── Supplied passage ──

/gnn-benchmark

Framework for evaluating Graph Neural Network models on semi-supervised node classification task

Primary LanguagePythonMIT LicenseMIT

GNN-benchmark

This library provides a unified test bench for evaluating graph neural network (GNN) models on the transductive node classification task. The framework provides a simple interface for running different models on several datasets while using multiple train/validation/test splits. In addition, the framework allows to automatically perform hyperparameter tuning for all the models using random search.

This framework uses Sacred as a backend for keeping track of experimental results, and all the GNN models are implemented in TensorFlow. The current version only supports training models on GPUs. This package was tested on Ubuntu 16.04 LTS with Python 3.6.6.

Table of contents

  1. Installation
  2. Running experiments
    1. General structure
    2. Configuring experiments
    3. Creating jobs
    4. Running jobs
    5. Retrieving and aggregating results
    6. Cleaning up the database
  3. GNN models
  4. Datasets
  5. Extending the framework
    1. Adding new models
    2. Adding new datasets
    3. Adding new metrics
  6. Cite

Installation

  1. Install MongoDB. The implementation was tested with MongoDB 3.6.4.

    This framework will automatically create a database called pending and databases with the names provided in the experiment configuration files. Make sure these databases do not exist or are empty before running your experiments.

  2. Install Python dependencies from the requirements.txt file. When using conda this can be done as

    cd gnn-benchmark/
    while read requirement; do conda install --yes $requirement; done < requirements.txt

    All required packages except Sacred are available via conda. Sacred can be installed with

    pip install sacred==0.7.3
  3. Install the gnnbench package

    pip install -e .  # has to be run in the directory with setup.py file, i.e. in gnn-benchmark/

Running experiments with gnnbench

General structure

Performing experiments with gnnbench consists of four steps:

  1. Define configuration of the experiments using YAML files.

  2. Create jobs. Based on the configuration files defined in the previous step, a list of jobs to be performed is created and saved to the database. Each job is represented as a record in the MongoDB database.

  3. Spawn worker threads. Each thread retrieves one job from the database at a time and runs it.

  4. Retrieve results. The results are retrieved from the database, aggregated and stored in CSV format.

Configuring experiments

The framework supports two types of experiments:

  • Fixed configurations: All models have a fixed predefined configuration (i.e. hyperparameter settings). Each model is run on each dataset for the given number of train/validation/test splits and random weight initializations. See config/fixed_config.conf.yaml for an example. Default base configuration shared across all models is located in config/train.conf.yaml.

    The fixed model-specific configuration for each model is defined in a respective YAML file (see configs/optimized/gcn.conf.yaml for an example) and may override the defaults from config/train.conf.yaml. We provide two types of configuration files.

───
── Material shown ──

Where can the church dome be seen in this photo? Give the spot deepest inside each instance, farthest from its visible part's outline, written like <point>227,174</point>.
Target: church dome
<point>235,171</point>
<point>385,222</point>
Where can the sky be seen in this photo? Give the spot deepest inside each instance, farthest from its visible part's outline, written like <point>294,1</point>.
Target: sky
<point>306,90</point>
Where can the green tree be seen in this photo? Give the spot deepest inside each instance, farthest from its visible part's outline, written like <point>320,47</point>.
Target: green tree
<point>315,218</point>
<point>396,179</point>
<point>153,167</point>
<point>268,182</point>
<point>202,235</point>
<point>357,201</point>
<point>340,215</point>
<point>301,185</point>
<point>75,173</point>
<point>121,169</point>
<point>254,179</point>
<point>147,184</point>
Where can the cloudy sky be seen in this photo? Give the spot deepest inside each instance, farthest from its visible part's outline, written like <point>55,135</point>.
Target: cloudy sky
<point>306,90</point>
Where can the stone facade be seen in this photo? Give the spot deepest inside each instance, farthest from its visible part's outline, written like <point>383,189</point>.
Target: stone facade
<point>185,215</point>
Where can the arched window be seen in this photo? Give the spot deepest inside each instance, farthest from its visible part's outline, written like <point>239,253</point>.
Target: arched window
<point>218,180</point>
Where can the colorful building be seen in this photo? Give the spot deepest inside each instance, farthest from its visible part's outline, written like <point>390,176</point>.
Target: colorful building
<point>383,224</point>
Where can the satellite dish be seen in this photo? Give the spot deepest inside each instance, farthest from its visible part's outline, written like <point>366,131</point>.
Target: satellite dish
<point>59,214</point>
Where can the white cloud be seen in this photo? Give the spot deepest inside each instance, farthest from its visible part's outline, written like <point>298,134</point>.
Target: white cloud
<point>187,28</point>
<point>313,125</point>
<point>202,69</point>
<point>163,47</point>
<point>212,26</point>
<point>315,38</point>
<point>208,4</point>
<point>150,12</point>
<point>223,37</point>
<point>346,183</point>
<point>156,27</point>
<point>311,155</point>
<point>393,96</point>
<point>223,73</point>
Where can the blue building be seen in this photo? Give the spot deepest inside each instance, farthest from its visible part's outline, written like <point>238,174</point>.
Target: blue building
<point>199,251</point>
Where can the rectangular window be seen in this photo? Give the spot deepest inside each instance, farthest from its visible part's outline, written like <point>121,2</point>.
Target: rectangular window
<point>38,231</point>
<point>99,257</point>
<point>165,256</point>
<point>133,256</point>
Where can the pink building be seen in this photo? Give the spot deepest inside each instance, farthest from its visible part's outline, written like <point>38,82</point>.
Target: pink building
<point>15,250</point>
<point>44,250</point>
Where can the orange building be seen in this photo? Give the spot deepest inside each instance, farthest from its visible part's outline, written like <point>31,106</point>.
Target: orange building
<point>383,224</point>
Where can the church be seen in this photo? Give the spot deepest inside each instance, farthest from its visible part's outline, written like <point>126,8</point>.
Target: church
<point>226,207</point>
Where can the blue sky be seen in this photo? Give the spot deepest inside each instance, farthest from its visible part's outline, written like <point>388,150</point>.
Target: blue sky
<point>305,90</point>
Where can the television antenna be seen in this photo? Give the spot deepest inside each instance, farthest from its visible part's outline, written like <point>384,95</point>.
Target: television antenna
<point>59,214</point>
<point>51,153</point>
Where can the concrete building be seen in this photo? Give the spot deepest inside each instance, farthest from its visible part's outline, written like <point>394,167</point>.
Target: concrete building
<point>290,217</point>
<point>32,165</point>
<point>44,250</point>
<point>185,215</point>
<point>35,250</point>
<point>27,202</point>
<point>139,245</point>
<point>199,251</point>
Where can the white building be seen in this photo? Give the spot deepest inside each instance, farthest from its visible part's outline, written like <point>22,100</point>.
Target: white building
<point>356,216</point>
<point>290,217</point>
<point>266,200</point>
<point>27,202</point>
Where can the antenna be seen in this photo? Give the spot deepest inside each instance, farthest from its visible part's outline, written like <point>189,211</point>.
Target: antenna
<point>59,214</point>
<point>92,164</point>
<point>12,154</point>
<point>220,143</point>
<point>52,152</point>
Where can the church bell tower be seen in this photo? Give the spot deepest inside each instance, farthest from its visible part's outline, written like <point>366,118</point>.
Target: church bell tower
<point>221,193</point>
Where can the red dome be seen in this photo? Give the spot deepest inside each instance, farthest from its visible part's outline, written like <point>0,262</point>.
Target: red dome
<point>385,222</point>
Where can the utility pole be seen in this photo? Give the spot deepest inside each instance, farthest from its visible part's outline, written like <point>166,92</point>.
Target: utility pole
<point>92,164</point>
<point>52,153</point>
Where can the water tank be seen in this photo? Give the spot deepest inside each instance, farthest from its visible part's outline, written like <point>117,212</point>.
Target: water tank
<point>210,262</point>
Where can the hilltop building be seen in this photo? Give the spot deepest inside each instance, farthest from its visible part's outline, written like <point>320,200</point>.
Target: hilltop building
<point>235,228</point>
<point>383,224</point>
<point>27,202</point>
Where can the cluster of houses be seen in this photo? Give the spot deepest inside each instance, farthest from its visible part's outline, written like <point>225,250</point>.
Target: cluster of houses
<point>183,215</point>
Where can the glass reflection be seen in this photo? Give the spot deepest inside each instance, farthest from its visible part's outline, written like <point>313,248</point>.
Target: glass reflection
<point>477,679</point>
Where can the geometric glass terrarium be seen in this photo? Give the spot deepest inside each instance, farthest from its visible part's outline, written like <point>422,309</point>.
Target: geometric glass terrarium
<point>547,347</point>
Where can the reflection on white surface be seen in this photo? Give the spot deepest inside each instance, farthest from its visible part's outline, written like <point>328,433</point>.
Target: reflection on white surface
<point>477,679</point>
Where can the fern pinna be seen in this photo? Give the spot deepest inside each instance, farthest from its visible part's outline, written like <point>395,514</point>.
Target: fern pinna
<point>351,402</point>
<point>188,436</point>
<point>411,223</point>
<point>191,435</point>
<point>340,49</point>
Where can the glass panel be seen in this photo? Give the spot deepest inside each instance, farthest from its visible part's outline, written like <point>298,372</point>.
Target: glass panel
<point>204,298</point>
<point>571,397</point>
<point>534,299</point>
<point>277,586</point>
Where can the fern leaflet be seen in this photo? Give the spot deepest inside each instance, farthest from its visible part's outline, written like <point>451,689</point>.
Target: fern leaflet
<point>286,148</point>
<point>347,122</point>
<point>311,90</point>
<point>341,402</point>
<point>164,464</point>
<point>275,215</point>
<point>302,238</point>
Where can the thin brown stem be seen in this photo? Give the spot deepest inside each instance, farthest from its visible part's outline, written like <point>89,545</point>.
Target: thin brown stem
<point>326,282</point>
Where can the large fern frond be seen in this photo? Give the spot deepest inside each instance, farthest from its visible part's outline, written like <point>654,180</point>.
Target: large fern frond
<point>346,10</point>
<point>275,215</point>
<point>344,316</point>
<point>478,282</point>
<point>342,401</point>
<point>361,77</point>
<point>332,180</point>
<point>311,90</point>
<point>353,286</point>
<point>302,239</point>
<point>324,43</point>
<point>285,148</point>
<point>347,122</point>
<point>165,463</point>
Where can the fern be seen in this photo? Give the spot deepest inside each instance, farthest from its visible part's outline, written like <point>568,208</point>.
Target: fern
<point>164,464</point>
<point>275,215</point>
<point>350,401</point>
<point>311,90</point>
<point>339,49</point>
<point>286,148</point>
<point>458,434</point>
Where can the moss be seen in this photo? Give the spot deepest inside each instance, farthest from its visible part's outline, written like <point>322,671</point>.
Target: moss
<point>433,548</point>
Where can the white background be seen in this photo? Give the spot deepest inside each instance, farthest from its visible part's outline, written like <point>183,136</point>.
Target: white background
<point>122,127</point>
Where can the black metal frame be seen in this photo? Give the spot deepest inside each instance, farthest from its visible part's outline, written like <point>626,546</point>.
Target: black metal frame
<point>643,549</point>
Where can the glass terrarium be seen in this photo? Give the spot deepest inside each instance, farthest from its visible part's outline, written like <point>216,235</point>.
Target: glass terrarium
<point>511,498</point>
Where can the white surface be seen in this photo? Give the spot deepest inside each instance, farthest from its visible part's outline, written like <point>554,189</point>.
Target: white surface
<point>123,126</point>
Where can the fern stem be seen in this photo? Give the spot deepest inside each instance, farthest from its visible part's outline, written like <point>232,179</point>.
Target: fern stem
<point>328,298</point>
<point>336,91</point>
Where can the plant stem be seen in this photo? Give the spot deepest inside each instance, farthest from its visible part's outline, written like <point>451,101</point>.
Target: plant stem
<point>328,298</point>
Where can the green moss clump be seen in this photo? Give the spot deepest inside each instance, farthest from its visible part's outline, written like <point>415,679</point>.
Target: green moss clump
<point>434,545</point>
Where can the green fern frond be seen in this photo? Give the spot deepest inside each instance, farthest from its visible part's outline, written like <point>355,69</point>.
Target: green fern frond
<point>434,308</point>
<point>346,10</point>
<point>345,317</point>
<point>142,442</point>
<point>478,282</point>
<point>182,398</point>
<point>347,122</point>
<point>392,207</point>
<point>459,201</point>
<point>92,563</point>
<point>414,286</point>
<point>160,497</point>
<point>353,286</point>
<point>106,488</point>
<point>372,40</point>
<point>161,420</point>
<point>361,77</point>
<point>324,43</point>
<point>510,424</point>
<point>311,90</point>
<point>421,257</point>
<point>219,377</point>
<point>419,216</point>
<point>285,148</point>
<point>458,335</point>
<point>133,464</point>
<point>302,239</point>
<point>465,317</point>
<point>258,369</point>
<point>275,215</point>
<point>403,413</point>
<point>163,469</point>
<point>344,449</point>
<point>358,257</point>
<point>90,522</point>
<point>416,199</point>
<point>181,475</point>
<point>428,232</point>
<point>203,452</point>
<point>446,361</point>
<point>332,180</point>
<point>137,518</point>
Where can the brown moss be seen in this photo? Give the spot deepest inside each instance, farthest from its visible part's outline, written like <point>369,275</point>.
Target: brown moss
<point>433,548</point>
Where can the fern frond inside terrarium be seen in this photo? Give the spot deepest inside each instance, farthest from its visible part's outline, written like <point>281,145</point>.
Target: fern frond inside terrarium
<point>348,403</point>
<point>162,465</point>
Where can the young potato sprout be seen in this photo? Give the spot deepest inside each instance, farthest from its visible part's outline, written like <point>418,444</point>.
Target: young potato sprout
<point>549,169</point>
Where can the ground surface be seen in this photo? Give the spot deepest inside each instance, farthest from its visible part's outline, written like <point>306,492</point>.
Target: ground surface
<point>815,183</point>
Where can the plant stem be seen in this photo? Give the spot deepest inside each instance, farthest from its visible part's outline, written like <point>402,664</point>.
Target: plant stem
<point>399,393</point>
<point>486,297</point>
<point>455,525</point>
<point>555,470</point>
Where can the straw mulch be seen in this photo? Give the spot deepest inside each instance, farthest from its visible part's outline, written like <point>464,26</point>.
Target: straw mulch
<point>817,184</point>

───

— What you will do —
**A)** According to the GNN-benchmark page, which version of MongoDB was the implementation tested with?
**B)** Resume the GNN-benchmark page from the point where it stops.
This material comes from a different source than the GNN-benchmark page.

— Results of the tasks —
**A)** MongoDB 3.6.4.

**B)**
    1. Configurations corresponding to parameters used in the reference implementations are provided in config/reference/.
    2. Optimized configurations that we found using hyperparameter search are provided in the folder config/optimized/.
  • Hyperparameter search: For each model, we define a search space over which random hyperparameter search is performed. Each model is run on each dataset for the given number of train/validation/test splits and random weight initializations. See hyperparameter_search.conf.yaml for an example.

    Like before, default configurations for all models are provided in config/train.conf.yaml. Model-specific parameters (e.g. from configs/optimized/gcn.conf.yaml) override the default configurations. Finally, parameters sampled from the search space override the model specific parameters. To summarize, ordered from the highest priority to the lowest priority:

    1. Search parameters (sampled from e.g. config/searchspace/gcn.searchspace.yaml).
    2. Model-specific parameters (e.g. from config/optimized/gcn.conf.yaml).
    3. Default parameters (from config/train.conf.yaml).

Creating jobs

Use the scripts/create_jobs.py script to generate jobs (represented by records in the pending database) based on the YAML configuration file. The script should be called as

python create_jobs.py -c CONFIG_FILE --op {fixed,search,status,clear,reset}

The -c CONFIG_FILE argument contains the path to the YAML file defining the experiment.

You can perform different operations by passing different options to the --op argument.

  • --op fixed generates jobs for a fixed configurations experiment. Example usage:
python scripts/create_jobs.py -c config/fixed_configs.conf.yaml --op fixed
  • --op search generates jobs for a hyperparameter search experiment. Example usage:
python scripts/create_jobs.py -c config/hyperparameter_search.conf.yaml --op search
  • --op status displays the status of the jobs in the pending database
  • --op reset allows to reset the running status of all jobs. This is necessary in case some jobs crashed and need to be restarted.
  • --op clear removes all the pending jobs from the database.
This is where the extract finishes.